§ **Excerpted text**
— Start —
# R.I.P. Ralph Andersen



## Seth Thomas (Mar 23, 2012)

We lost a great martial artist and friend on  Sunday. Master Ralph Andersen passed, He was the highest rank under David German and Grand Master of the TAI style since David's passing as far as I know. He was my friend, I will miss him greatly. 
Tom (Seth) McGuire


----------



## Seth Thomas (Mar 23, 2012)

Ralph's obit appears in Las Vegas review journal obituaries.


----------



## almost a ghost (Mar 23, 2012)

http://obits.reviewjournal.com/obituaries/lvrj/obituary.aspx?page=lifestory&pid=156630808


----------



## Yondanchris (Mar 26, 2012)

.


----------



## KENPOJOE (Mar 28, 2012)

Hi folks!
It has been my honor & privilege to have known Ralph Andersen for over 16 years. I first met him in Las Vegas at the Gathering of Eagles with Grandmaster David German. I obviously knew of him through Mr. German's now worldwide famous videos/DVDS. Ralph was a "down to earth" person and I was honored to have interviewed him for my TV show. I was also blessed to see him teach at the recent Gathering of the Eagles last year and to be honored for his lifelong accomplishments. I am so saddened we never got to work more on Mr. German's system and get greater insights into his wonderful art.
God Bless You & Rest In Peace,
KENPOJOE
Joe Rebelo


----------



## stickarts (Apr 1, 2012)

.


----------



## seasoned (Apr 1, 2012)

.


----------
— End —
§ **Data excerpts**
— Start —
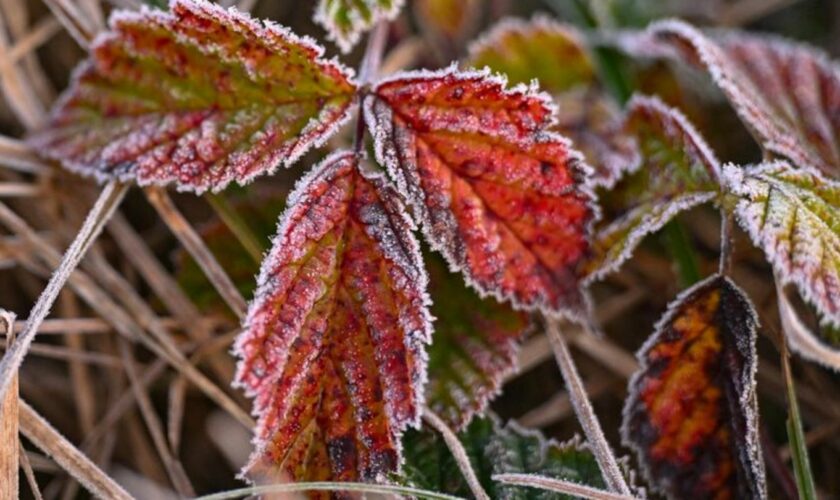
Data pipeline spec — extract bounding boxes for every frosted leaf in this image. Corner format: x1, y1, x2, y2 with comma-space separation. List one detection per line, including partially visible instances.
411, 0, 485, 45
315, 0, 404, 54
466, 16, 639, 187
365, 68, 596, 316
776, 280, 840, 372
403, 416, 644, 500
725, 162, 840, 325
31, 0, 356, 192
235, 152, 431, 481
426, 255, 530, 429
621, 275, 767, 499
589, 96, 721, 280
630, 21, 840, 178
— End —
— Start —
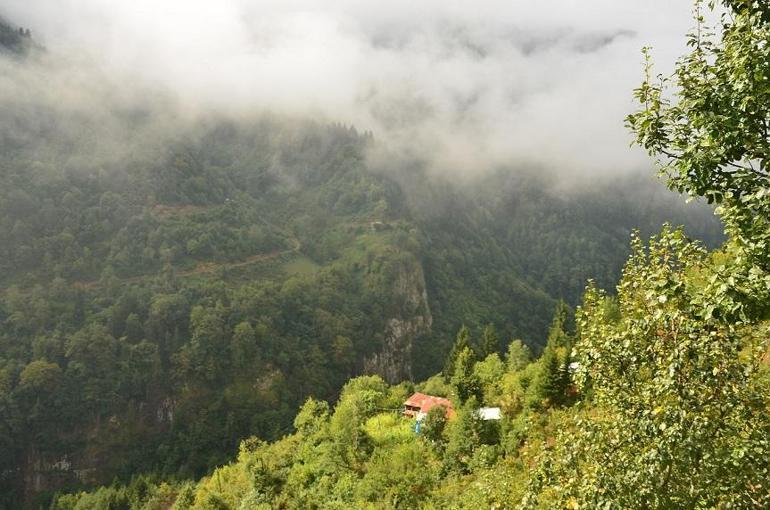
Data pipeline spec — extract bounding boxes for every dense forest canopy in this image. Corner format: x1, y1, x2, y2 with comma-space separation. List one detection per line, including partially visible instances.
— End —
— Start —
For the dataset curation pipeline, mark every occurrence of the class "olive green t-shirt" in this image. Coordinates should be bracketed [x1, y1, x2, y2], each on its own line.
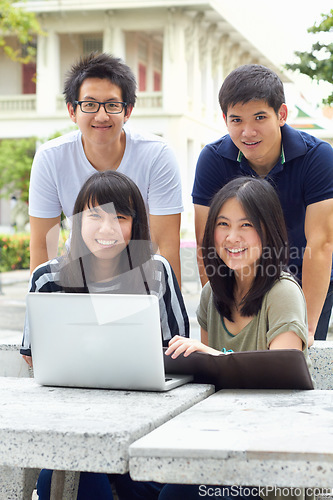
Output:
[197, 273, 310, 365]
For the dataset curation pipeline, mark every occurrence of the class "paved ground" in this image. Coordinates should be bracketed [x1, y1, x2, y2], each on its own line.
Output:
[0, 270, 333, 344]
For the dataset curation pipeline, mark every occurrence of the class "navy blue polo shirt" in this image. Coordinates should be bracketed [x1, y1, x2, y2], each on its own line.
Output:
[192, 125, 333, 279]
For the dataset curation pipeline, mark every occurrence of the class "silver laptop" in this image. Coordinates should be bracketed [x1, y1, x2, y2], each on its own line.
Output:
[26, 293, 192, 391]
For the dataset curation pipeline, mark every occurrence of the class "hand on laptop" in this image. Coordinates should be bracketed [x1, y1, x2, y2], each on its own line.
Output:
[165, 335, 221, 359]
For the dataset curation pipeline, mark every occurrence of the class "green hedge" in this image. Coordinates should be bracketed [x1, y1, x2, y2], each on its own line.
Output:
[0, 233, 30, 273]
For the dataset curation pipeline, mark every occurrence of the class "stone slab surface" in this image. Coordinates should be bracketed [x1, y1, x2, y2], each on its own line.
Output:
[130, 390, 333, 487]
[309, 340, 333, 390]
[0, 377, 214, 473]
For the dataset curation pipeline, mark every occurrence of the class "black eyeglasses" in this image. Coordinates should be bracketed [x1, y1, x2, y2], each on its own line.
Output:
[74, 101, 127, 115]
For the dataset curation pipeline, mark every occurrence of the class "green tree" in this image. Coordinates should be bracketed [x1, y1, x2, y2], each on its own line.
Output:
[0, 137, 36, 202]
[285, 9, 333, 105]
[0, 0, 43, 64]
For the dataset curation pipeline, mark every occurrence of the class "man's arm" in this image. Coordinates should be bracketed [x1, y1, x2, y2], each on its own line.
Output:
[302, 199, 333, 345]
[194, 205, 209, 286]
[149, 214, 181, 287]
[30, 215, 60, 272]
— End —
§ **Aim A**
In the memorial thread, replace "TV show" with "radio program" and give everything from "## KENPOJOE (Mar" down to "stickarts (Apr 1, 2012)".
§ **Aim B**
Find each line of the records that contains the string "extract" and copy those lines.

§ **Full solution A**
## KENPOJOE (Mar 28, 2012)

Hi folks!
It has been my honor & privilege to have known Ralph Andersen for over 16 years. I first met him in Las Vegas at the Gathering of Eagles with Grandmaster David German. I obviously knew of him through Mr. German's now worldwide famous videos/DVDS. Ralph was a "down to earth" person and I was honored to have interviewed him for my radio program. I was also blessed to see him teach at the recent Gathering of the Eagles last year and to be honored for his lifelong accomplishments. I am so saddened we never got to work more on Mr. German's system and get greater insights into his wonderful art.
God Bless You & Rest In Peace,
KENPOJOE
Joe Rebelo


----------



## stickarts (Apr 1, 2012)

§ **Full solution B**
Data pipeline spec — extract bounding boxes for every frosted leaf in this image. Corner format: x1, y1, x2, y2 with comma-space separation. List one detection per line, including partially visible instances.
Data pipeline spec — extract bounding boxes for every dense forest canopy in this image. Corner format: x1, y1, x2, y2 with comma-space separation. List one detection per line, including partially visible instances.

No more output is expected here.